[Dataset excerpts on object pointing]
## BEGIN

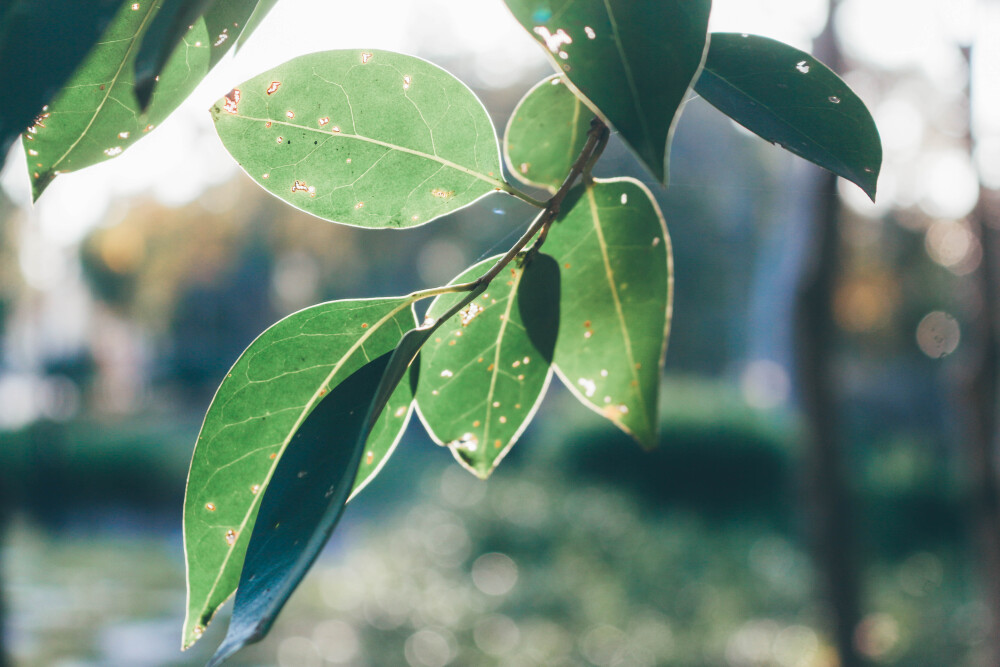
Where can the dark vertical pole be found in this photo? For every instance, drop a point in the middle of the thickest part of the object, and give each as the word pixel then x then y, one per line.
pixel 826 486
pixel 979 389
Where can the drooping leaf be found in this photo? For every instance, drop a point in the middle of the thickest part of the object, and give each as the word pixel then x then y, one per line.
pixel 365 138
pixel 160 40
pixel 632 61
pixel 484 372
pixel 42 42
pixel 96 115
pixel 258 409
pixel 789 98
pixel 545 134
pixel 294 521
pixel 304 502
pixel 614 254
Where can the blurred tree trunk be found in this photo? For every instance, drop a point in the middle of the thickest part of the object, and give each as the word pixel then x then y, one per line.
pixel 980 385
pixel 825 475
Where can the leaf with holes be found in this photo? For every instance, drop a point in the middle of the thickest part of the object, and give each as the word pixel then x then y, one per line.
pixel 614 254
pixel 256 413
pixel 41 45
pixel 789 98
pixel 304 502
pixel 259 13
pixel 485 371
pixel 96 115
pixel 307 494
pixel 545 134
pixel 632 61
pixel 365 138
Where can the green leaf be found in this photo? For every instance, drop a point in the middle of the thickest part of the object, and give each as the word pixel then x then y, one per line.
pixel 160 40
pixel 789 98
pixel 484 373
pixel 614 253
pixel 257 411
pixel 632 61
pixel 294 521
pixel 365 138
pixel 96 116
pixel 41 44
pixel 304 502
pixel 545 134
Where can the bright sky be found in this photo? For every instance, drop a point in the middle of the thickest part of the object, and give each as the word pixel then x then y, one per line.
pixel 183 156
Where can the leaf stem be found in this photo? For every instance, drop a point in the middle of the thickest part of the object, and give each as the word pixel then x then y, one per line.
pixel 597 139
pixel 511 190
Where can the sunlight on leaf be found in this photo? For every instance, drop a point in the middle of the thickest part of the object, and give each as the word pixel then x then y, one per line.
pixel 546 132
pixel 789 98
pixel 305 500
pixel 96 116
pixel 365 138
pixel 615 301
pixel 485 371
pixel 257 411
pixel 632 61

## END
## BEGIN

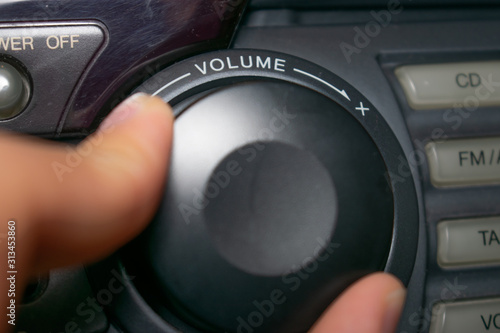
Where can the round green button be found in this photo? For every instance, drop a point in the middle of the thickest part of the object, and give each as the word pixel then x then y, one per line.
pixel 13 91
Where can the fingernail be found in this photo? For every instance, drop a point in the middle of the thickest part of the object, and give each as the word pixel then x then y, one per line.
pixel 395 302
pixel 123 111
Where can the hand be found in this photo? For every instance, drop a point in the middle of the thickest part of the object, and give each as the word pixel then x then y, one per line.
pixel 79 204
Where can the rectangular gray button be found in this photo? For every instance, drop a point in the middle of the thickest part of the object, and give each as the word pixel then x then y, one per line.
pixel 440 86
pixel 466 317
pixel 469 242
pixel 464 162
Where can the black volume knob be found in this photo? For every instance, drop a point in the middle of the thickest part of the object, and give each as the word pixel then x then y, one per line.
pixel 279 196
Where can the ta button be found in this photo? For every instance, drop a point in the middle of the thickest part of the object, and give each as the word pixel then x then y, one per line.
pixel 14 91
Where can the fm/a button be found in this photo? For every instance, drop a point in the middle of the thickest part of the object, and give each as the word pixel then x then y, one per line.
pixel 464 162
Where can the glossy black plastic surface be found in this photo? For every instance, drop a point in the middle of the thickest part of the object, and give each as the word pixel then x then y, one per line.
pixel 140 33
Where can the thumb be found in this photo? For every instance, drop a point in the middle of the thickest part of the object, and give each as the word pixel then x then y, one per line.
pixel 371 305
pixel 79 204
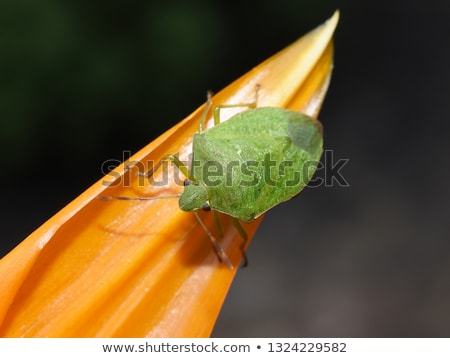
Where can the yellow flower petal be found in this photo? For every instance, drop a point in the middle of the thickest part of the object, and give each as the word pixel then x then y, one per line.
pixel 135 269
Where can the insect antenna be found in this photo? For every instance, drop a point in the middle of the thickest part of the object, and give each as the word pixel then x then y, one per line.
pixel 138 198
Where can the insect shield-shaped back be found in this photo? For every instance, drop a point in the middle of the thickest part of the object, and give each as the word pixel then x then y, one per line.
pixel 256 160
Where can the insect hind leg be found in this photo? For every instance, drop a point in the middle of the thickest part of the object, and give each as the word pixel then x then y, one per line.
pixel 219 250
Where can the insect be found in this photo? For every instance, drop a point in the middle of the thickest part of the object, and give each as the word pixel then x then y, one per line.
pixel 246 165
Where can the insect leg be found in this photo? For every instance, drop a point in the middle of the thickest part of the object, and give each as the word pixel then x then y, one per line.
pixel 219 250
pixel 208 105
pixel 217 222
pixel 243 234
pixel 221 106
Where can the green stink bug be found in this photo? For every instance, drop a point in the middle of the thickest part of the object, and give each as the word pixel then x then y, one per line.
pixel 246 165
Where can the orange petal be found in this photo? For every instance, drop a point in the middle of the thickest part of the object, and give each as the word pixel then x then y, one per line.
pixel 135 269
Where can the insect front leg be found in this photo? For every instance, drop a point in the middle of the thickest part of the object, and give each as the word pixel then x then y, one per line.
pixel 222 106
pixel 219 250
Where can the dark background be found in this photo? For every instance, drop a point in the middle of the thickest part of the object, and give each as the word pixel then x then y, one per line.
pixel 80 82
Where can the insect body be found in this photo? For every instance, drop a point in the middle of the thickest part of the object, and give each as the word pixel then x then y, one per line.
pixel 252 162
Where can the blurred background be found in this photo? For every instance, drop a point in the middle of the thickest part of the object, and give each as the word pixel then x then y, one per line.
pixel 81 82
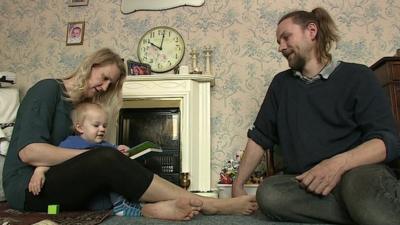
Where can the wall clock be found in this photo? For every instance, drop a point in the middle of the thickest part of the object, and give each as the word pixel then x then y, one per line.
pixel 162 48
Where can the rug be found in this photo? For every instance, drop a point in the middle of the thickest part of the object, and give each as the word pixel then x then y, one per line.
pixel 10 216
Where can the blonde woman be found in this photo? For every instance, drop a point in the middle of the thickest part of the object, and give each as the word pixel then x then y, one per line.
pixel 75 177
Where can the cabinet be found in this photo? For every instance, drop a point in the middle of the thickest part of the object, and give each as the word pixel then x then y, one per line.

## END
## BEGIN

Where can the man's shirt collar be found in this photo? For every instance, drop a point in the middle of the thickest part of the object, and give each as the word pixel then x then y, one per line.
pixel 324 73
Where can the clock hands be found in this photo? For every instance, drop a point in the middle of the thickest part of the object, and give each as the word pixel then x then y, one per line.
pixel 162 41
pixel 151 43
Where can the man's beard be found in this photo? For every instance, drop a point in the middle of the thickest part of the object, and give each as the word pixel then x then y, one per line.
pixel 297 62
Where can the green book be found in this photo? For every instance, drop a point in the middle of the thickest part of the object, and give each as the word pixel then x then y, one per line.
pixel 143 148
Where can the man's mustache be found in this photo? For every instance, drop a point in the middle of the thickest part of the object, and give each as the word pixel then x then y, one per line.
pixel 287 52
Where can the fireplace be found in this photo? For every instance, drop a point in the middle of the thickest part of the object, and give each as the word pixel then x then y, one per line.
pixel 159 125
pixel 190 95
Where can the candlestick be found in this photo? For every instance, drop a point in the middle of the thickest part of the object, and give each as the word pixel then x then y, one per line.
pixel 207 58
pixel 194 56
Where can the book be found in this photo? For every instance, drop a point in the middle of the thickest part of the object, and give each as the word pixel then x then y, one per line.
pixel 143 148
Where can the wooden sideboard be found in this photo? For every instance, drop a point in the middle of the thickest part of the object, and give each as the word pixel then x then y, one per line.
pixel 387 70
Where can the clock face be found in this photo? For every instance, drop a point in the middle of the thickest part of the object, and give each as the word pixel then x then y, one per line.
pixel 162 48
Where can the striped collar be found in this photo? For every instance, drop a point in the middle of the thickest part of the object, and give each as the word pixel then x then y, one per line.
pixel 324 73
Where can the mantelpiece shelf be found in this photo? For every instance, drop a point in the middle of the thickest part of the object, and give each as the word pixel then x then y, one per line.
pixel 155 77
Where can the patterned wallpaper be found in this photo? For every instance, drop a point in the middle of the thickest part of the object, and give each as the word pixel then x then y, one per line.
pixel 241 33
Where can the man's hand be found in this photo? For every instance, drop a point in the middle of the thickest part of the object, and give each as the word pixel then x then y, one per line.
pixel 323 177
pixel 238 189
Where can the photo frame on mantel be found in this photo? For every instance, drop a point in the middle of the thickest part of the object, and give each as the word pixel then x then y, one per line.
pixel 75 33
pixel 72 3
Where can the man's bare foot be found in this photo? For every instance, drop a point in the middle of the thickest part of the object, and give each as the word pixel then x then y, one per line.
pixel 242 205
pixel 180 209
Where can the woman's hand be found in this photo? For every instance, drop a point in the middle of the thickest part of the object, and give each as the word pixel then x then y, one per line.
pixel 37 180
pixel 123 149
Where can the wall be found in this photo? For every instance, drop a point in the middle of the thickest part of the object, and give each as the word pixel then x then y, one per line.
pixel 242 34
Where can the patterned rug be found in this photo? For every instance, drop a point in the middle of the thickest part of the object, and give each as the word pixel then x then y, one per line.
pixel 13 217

## END

Please rewrite the entries from the line with "Where can the blonde" up to and including the line with "Where can the cabinet", replacing "blonde woman" with "fair-haired woman" and keeping everything else unchanged.

Where can the fair-haired woman be found in this photo? For every instance, drop a point in the middle of the thickest part of the object, and give each as the word pixel then x then y, one per line.
pixel 75 177
Where can the cabinet be found in this photo? For every instance, drop a point in the middle of the thickest part of the object, and give each as the word pixel then x then y, one per line.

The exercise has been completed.